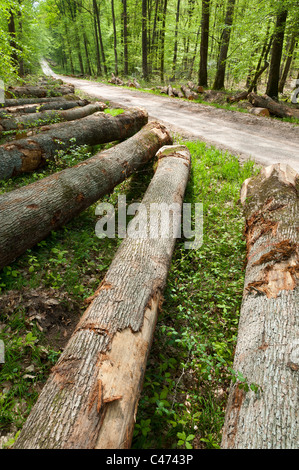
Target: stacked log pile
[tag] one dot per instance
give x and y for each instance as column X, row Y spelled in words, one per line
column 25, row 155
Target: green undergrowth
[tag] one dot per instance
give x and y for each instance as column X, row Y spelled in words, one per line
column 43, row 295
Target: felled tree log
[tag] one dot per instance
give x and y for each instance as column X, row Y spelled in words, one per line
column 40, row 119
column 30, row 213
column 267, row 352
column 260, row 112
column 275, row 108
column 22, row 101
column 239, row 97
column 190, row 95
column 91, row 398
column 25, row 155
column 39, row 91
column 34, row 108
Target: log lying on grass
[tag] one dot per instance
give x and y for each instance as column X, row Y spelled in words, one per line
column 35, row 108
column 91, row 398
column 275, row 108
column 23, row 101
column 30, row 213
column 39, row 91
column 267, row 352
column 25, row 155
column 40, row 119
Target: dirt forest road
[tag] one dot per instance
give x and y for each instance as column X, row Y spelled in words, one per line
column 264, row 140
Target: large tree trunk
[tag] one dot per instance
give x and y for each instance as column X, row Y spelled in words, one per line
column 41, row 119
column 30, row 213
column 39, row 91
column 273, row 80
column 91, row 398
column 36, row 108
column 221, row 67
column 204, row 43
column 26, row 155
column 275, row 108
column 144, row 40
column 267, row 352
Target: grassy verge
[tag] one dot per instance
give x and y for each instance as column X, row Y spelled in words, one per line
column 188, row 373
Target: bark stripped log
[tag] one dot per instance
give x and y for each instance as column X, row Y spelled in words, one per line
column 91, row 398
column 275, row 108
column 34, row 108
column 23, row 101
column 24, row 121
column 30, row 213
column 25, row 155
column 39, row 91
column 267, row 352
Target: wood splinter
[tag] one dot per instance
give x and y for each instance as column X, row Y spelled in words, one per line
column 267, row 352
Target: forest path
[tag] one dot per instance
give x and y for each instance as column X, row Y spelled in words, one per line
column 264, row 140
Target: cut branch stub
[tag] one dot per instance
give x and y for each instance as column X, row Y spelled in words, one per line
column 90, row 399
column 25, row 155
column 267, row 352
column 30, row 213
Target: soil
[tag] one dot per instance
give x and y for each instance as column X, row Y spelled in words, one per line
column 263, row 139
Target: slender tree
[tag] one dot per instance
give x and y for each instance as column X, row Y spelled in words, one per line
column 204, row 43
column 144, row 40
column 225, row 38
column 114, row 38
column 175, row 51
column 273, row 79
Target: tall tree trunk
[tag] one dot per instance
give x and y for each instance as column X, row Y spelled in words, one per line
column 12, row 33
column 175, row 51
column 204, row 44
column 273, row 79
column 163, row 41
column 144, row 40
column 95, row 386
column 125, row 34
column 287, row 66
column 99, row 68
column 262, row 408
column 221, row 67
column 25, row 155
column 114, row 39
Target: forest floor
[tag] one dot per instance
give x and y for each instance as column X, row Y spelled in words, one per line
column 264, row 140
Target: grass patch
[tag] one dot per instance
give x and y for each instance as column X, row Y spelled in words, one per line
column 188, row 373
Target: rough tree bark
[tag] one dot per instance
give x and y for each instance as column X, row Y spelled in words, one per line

_ _ _ _ _ _ _

• **EXERCISE DETAILS**:
Extract, word for word, the stretch from the start of the entries above through the line containing "column 43, row 295", with both ends included, and leave the pictures out of your answer.

• **ANSWER TO THE TASK**:
Target: stacked log pile
[tag] one dot per instance
give x and y for each instance as column X, row Y spelled in words, one per line
column 25, row 155
Target: green undergrowth
[tag] one dot per instance
give x and y for each instance as column X, row Y spelled in words, one per line
column 43, row 295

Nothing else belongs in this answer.